• **Selected passage**
Built in 1930 as Loew's 175th Street Theatre, the venue was originally a movie palace designed by architect Thomas W. Lamb, who designed over 300 theatres in his career, including the Cort Theatre, as well as other buildings with eclectic designs such as the Pythian Temple. The theatre's lavishly eclectic interior decor was supervised by Harold Rambusch, who also designed the interior of the Roxy Theatre and the Waldorf-Astoria Hotel.
The theatre, which was the first in Washington Heights built specifically to show films, although it also presented live vaudeville, was one of five deluxe "Wonder Theatres" built by Loew's in the New York City area. The theater operated continuously until it was closed by Loew's in 1969. That same year it was purchased for over a half million dollars by the television evangelist Rev. Frederick J. Eikerenkoetter II, better known as Reverend Ike. The theater became the headquarters of his United Church Science of Living Institute and was renamed the Palace Cathedral, sometimes also called "Reverend Ike's Prayer Tower". It was completely restored and still continues to be maintained by the church.
The building was designated a New York City landmark by the New York City Landmarks Preservation Commission on December 13, 2016. The church attempted to have the designation overturned, but later withdrew their objections.
As of 2018, the church is called the United Palace of Spiritual Arts, and offers performing arts events through the United Palace of Cultural Arts. Its Spiritual Leader and CEO is Rev. Heather Shea.
The architectural style of the terra-cotta-faced theater has been described as "Byzantine-Romanesque-Indo-Hindu-Sino-Moorish-Persian-Eclectic-Rococo-Deco" by David W. Dunlap of the New York Times, who wrote later that Lamb borrowed from "the Alhambra in Spain, the Kailasa rock-cut shrine in India, and the Wat Phra Keo temple in Thailand, adding Buddhas, bodhisattvas, elephants, and honeycomb stonework in an Islamic pattern known as muqarnas." The AIA Guide to New York City calls it "Cambodian neo-Classical" and invites a comparison to Lamb's Loew's Pitkin Theatre in Brownsville, Brooklyn, while New York Times reporter Nathaniel Adams called it simply a "kitchen-sink masterpiece." Lamb himself wrote that "Exotic ornaments, colors and scenes are particularly effective in creating an atmosphere in which the mind is free to frolic and becomes receptive to entertainment."

• **Extracted records**
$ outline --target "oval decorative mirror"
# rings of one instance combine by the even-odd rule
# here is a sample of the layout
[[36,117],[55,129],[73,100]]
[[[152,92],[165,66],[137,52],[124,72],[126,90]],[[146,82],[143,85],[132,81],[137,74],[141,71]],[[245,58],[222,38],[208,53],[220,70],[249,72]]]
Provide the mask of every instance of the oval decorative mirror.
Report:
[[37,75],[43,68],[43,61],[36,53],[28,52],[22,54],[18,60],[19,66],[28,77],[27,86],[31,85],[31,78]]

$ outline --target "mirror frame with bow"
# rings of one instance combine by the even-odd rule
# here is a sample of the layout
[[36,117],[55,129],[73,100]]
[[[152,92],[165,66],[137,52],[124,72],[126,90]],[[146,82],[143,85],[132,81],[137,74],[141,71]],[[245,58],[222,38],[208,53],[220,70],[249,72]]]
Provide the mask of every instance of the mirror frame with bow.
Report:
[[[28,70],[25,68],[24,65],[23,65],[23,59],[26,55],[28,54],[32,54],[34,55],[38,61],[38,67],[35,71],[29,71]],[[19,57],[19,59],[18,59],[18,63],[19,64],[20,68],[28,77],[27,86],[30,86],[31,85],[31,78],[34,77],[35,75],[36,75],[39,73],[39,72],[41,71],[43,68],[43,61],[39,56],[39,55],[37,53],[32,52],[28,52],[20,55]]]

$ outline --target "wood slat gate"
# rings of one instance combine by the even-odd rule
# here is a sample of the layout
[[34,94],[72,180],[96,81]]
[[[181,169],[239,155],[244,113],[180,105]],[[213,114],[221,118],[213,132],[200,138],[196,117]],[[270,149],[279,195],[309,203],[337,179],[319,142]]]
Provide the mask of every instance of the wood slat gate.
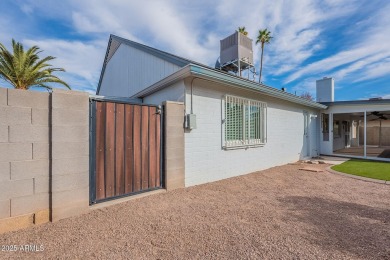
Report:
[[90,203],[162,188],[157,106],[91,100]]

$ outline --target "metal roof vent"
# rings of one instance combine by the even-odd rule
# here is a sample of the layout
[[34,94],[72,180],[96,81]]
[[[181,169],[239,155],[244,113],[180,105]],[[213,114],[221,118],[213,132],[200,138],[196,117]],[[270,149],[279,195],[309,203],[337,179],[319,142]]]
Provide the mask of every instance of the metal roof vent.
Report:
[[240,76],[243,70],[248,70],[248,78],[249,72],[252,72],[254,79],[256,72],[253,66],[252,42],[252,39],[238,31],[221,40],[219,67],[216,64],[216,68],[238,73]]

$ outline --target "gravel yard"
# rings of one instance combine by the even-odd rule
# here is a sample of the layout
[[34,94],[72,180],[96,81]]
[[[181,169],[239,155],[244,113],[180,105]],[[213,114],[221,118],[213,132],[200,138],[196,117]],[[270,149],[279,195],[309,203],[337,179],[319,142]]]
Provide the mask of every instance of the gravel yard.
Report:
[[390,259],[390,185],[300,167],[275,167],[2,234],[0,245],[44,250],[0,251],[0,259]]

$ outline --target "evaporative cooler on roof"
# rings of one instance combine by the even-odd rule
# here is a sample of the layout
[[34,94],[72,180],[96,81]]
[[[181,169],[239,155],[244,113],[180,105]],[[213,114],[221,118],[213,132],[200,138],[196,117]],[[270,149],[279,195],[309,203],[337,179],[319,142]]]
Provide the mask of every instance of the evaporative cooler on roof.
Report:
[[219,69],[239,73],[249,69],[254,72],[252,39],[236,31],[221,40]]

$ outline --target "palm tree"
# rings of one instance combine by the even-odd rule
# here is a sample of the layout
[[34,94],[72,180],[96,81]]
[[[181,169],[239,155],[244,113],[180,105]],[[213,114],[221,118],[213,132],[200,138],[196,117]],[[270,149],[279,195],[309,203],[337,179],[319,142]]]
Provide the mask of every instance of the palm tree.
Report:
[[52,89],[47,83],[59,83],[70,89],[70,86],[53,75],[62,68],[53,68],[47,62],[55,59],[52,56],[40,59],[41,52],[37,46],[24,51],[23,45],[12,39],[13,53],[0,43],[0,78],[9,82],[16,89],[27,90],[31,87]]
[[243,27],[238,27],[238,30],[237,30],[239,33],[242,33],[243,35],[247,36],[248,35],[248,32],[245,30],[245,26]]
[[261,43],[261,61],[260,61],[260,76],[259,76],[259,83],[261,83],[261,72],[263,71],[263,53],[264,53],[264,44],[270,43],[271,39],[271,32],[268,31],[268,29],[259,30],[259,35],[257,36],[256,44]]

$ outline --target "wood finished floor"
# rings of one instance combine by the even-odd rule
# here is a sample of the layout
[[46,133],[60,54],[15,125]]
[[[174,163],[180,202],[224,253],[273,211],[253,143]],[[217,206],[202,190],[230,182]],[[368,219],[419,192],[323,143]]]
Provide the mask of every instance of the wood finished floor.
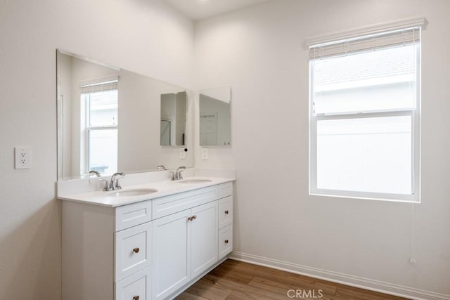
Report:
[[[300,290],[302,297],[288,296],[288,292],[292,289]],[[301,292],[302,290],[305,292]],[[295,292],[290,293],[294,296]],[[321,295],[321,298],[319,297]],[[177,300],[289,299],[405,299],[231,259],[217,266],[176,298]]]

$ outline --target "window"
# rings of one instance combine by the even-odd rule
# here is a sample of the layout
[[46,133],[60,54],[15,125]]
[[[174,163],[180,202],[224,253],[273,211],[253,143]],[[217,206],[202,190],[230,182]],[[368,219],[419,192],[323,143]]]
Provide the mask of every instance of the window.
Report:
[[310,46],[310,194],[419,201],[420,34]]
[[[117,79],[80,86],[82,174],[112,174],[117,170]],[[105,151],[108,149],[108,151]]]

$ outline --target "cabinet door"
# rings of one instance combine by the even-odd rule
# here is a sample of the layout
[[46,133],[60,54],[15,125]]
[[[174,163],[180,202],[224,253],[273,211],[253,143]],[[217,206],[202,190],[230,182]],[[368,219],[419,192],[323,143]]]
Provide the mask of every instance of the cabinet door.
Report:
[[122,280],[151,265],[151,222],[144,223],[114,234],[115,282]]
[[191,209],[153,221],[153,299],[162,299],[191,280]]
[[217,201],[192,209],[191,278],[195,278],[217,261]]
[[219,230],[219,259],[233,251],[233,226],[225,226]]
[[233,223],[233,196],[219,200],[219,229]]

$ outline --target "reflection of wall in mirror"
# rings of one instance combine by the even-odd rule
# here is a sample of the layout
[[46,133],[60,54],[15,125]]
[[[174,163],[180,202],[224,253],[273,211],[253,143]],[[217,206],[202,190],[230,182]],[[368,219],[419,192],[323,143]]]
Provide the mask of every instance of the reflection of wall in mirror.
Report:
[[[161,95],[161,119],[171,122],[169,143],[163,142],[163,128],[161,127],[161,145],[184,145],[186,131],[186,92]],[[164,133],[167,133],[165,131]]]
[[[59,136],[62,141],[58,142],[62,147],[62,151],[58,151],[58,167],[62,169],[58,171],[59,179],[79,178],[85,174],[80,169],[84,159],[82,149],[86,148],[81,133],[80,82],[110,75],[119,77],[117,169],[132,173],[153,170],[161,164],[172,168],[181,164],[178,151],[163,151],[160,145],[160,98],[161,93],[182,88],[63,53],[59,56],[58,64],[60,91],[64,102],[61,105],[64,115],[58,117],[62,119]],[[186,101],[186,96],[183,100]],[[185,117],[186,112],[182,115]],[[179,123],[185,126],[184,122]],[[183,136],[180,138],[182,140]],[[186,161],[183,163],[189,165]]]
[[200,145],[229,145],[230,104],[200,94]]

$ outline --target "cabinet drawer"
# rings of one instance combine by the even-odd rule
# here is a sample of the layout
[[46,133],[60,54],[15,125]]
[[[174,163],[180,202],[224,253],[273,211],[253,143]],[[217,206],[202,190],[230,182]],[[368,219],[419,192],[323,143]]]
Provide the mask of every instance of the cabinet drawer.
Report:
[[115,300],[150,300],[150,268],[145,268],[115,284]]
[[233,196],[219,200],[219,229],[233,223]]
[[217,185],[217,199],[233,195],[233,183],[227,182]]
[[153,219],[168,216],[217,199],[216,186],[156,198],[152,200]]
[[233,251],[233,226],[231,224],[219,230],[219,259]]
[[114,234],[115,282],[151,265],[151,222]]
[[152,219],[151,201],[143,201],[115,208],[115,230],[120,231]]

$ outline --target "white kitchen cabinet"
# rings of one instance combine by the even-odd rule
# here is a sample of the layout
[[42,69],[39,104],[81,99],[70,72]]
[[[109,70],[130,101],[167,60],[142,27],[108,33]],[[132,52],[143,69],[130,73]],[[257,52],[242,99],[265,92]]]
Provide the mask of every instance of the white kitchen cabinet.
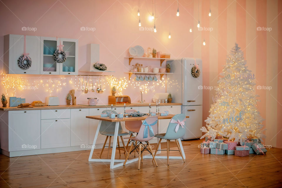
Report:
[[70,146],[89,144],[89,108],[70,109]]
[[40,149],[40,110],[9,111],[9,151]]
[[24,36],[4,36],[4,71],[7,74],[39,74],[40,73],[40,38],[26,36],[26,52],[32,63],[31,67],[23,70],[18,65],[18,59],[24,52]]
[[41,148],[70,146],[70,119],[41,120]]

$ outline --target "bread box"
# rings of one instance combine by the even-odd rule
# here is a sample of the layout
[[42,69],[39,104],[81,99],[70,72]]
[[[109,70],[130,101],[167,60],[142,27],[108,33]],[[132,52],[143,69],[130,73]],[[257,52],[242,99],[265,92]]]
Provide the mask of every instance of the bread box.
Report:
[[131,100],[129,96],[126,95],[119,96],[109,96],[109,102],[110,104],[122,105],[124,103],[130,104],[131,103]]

• **Task objective**
Copy the passage above about the Loew's 175th Street Theatre word for word, from its first sentence to its last.

• **Completed task**
Built in 1930 as Loew's 175th Street Theatre, the venue was originally a movie palace designed by architect Thomas W. Lamb, who designed over 300 theatres in his career, including the Cort Theatre, as well as other buildings with eclectic designs such as the Pythian Temple. The theatre's lavishly eclectic interior decor was supervised by Harold Rambusch, who also designed the interior of the Roxy Theatre and the Waldorf-Astoria Hotel.
The theatre, which was the first in Washington Heights built specifically to show films, although it also presented live vaudeville, was one of five deluxe "Wonder Theatres" built by Loew's in the New York City area. The theater operated continuously until it was closed by Loew's in 1969. That same year it was purchased for over a half million dollars by the television evangelist Rev. Frederick J. Eikerenkoetter II, better known as Reverend Ike. The theater became the headquarters of his United Church Science of Living Institute and was renamed the Palace Cathedral, sometimes also called "Reverend Ike's Prayer Tower". It was completely restored and still continues to be maintained by the church.
The building was designated a New York City landmark by the New York City Landmarks Preservation Commission on December 13, 2016. The church attempted to have the designation overturned, but later withdrew their objections.
As of 2018, the church is called the United Palace of Spiritual Arts, and offers performing arts events through the United Palace of Cultural Arts. Its Spiritual Leader and CEO is Rev. Heather Shea.
The architectural style of the terra-cotta-faced theater has been described as "Byzantine-Romanesque-Indo-Hindu-Sino-Moorish-Persian-Eclectic-Rococo-Deco" by David W. Dunlap of the New York Times, who wrote later that Lamb borrowed from "the Alhambra in Spain, the Kailasa rock-cut shrine in India, and the Wat Phra Keo temple in Thailand, adding Buddhas, bodhisattvas, elephants, and honeycomb stonework in an Islamic pattern known as muqarnas." The AIA Guide to New York City calls it "Cambodian neo-Classical" and invites a comparison to Lamb's Loew's Pitkin Theatre in Brownsville, Brooklyn, while New York Times reporter Nathaniel Adams called it simply a "kitchen-sink masterpiece." Lamb himself wrote that "Exotic ornaments, colors and scenes are particularly effective in creating an atmosphere in which the mind is free to frolic and becomes receptive to entertainment."